*What you need to do*.
1. Answer these questions about the post on indexing for GROUP BY:
(a) Which database does the demo use?
(b) What kind of aggregate was chosen for the query?
(c) What CPU time is reported?
2. Please reproduce the part of the post on indexing for GROUP BY that opens with the words containing "Look how much fun we're" and closes with "pretty simple thing.".

Performance Tuning

Indexing for GROUP BY

By Erik Darling · June 30, 2015 · 9 comments

It’s not glamorous

And on your list of things that aren’t going fast enough, it’s probably pretty low. But you can get some pretty dramatic gains from indexes that cover columns you’re performing aggregations on.

We’ll take a quick walk down demo lane in a moment, using the Stack Overflow database.

Query outta nowhere!

SET NOCOUNT ON

SET STATISTICS TIME, IO ON 

SELECT v.UserId, v.BountyAmount, SUM(v.BountyAmount) AS BountyTotal
FROM dbo.Votes AS v
WHERE v.BountyAmount IS NOT NULL
GROUP BY v.UserId, v.BountyAmount;

SET NOCOUNT ON

SET STATISTICS TIME, IO ON

SELECT v.UserId, v.BountyAmount, SUM(v.BountyAmount) AS BountyTotal

FROM dbo.Votes AS v

WHERE v.BountyAmount IS NOT NULL

GROUP BY v.UserId, v.BountyAmount;

Looking at the plan, it’s pretty easy to see what happened. Since the data is not ordered by an index (the clustered index on this table is on an Id column not referenced here), a Hash Match Aggregate was chosen, and off we went.

Look how much fun we're having. — Look how much fun we’re having.

Zooming in a bit on the Hash Match, this is what it’s doing. It should look pretty familiar to you if you’ve ever seen a Hash Match used to JOIN columns. The only difference here is that the Hash table is built, scanned, and output. When used in a JOIN, a Probe is also built to match the Residual buckets, and then the results are output.

It's basically wiping its hands on its pants. — It’s basically wiping its hands on its pants.

It took quite a bit of activity to do a pretty simple thing.

/* Table 'Votes'. Scan count 5, logical reads 315406, physical reads 0, read-ahead reads 0, lob logical reads 0, lob physical reads 0, lob read-ahead reads 0. Table 'Worktable'. Scan count 0, logical reads 0, physical reads 0, read-ahead reads 0, lob logical reads 0, lob physical reads 0, lob read-ahead reads 0. Table 'Workfile'. Scan count 0, logical reads 0, physical reads 0, read-ahead reads 0, lob logical reads 0, lob physical reads 0, lob read-ahead reads 0.

SQL Server Execution Times:
CPU time = 3609 ms, elapsed time = 1136 ms.
*/

Since this query is simple, our index is simple.

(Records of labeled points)
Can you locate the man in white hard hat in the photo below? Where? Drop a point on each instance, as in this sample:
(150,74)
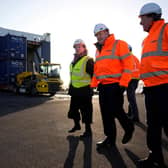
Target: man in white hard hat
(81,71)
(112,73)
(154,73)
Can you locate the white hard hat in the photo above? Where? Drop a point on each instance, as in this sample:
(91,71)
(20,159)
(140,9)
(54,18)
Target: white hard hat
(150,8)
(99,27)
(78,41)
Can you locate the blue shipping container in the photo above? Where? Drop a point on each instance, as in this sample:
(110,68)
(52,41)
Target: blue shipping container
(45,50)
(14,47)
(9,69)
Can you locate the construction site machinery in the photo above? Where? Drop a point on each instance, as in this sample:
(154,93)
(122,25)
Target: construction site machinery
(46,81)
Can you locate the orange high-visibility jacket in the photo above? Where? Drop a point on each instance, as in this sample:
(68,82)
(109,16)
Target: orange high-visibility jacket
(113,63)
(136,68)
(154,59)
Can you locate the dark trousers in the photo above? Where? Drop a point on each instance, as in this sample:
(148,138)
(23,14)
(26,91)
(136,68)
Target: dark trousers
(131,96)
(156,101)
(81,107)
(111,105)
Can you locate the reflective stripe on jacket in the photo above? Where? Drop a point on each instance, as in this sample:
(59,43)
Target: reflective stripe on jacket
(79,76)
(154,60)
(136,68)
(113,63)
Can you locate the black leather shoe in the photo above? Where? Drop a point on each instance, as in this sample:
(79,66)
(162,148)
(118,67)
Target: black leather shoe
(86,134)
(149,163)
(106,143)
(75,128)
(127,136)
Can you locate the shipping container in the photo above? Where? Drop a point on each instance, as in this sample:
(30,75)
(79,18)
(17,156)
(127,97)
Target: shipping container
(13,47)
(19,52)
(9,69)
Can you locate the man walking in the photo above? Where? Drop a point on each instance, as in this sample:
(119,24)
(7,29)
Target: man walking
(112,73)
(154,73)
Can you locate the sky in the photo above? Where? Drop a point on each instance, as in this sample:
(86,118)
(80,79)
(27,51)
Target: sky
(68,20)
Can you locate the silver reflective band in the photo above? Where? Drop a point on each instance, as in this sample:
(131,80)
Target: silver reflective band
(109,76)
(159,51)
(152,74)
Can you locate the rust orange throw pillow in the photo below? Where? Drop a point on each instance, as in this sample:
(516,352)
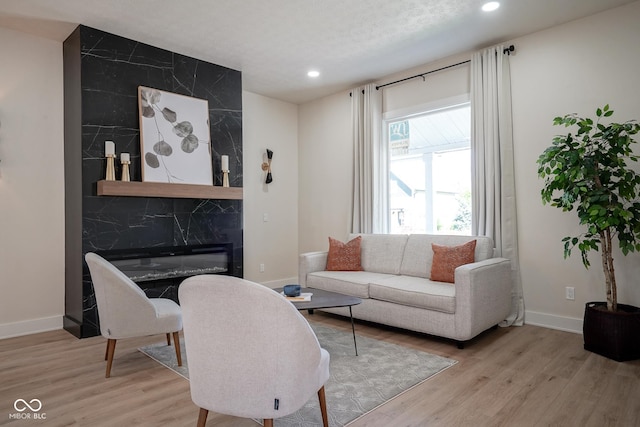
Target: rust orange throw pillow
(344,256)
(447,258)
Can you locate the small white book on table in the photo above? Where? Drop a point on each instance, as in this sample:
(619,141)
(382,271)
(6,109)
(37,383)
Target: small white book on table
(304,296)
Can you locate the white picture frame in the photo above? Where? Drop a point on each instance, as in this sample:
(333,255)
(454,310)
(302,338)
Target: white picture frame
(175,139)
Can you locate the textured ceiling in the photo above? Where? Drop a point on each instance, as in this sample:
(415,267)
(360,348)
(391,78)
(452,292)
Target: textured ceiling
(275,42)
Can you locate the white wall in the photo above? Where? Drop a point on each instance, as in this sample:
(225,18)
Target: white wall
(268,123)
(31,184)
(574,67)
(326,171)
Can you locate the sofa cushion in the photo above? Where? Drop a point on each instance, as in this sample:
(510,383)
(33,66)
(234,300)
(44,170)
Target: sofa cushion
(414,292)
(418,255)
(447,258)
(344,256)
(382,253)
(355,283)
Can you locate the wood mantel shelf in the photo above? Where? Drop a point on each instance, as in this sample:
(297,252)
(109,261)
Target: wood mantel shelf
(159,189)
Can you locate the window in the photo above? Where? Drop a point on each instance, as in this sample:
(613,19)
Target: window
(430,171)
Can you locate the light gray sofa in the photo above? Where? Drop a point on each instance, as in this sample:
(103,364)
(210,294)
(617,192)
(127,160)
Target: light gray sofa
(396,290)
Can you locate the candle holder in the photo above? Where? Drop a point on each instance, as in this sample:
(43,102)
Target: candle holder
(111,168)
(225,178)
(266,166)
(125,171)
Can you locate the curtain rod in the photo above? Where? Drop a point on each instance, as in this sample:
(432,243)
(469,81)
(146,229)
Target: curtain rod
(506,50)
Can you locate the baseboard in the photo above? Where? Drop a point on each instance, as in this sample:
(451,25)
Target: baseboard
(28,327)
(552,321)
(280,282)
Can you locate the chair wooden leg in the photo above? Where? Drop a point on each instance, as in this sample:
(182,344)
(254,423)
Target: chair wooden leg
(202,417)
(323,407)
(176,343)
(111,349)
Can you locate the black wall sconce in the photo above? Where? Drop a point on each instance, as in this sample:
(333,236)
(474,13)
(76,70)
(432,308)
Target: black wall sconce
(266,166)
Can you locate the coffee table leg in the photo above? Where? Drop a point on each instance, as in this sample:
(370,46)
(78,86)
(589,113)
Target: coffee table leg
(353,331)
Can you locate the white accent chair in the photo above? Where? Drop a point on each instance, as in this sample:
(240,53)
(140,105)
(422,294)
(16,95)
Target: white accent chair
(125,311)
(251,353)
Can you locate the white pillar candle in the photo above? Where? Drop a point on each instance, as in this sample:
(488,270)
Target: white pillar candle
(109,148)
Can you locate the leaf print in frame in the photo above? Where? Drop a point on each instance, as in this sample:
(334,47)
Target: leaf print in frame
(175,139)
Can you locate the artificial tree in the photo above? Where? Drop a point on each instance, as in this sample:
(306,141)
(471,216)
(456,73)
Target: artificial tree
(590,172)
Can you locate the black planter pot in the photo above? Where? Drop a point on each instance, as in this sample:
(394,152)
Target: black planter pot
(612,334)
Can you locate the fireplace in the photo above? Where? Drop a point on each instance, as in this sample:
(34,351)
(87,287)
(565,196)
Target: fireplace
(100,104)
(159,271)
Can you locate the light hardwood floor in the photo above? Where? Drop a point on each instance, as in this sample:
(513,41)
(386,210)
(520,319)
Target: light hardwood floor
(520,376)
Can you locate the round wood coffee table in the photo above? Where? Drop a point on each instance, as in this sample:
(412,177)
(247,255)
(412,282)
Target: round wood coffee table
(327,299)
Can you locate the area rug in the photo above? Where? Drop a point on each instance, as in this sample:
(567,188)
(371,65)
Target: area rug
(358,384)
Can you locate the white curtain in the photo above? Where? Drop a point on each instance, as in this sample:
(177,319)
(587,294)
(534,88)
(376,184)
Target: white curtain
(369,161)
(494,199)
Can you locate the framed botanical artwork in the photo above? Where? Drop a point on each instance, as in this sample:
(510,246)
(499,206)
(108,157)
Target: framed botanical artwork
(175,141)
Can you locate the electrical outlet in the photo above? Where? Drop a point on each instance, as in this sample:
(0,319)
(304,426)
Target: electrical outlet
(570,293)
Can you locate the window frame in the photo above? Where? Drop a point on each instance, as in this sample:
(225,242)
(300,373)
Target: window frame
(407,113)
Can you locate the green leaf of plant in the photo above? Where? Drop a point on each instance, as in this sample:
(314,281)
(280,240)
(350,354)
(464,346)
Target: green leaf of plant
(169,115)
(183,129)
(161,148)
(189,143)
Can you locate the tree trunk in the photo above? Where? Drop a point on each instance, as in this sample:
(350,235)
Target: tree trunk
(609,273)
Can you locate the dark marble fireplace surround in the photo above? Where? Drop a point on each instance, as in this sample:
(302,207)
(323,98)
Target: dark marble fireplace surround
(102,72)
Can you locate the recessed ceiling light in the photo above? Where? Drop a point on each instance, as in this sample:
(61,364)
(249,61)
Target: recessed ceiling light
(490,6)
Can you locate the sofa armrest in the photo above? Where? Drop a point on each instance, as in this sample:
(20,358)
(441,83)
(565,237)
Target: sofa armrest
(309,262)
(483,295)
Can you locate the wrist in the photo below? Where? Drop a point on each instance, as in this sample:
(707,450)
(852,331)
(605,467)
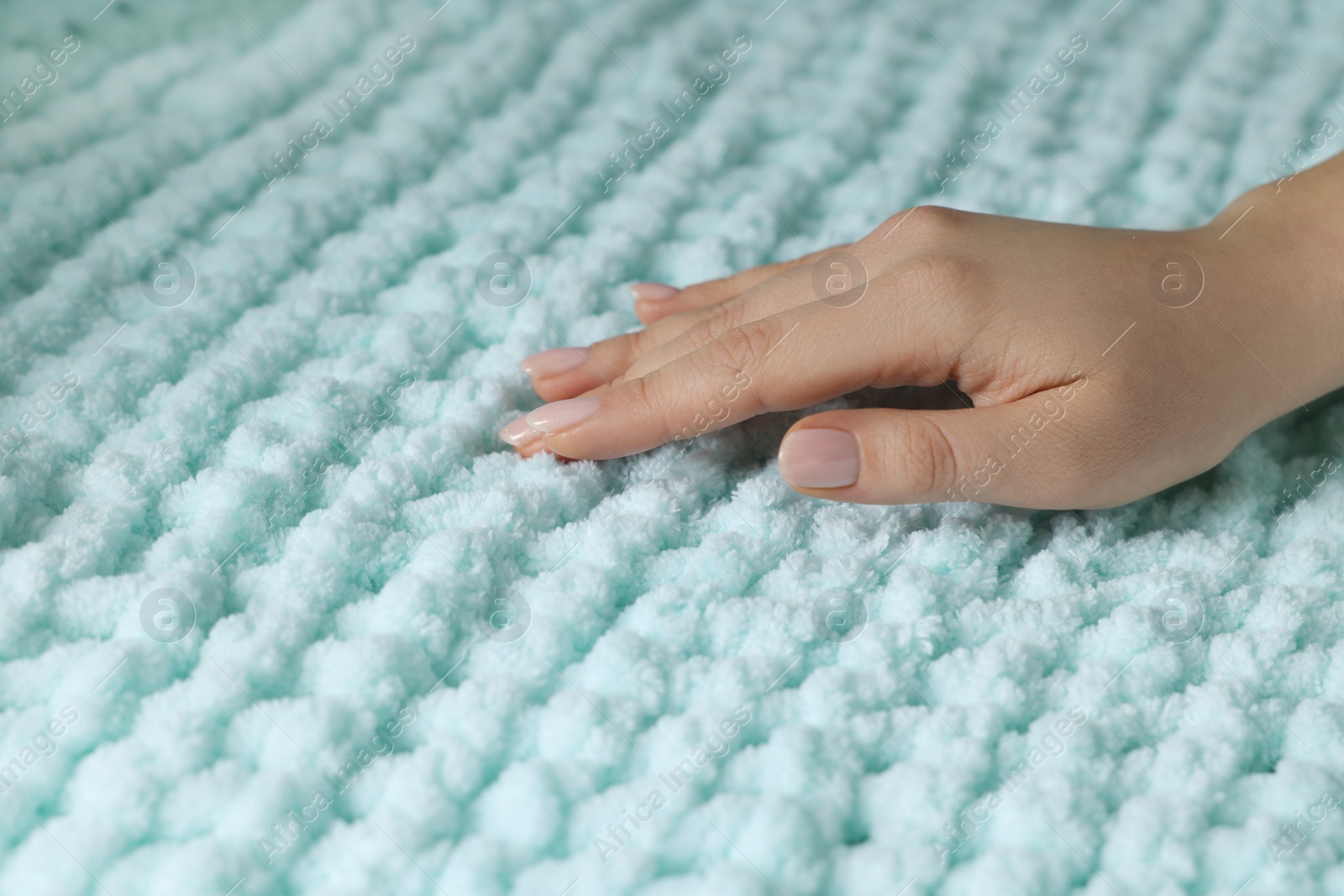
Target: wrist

*Task-by-task outputs*.
1.
(a) The Stack Overflow database.
(b) A Hash Match Aggregate.
(c) 3609 ms.

2.
Look how much fun we're having. — Look how much fun we’re having.

Zooming in a bit on the Hash Match, this is what it’s doing. It should look pretty familiar to you if you’ve ever seen a Hash Match used to JOIN columns. The only difference here is that the Hash table is built, scanned, and output. When used in a JOIN, a Probe is also built to match the Residual buckets, and then the results are output.

It's basically wiping its hands on its pants. — It’s basically wiping its hands on its pants.

It took quite a bit of activity to do a pretty simple thing.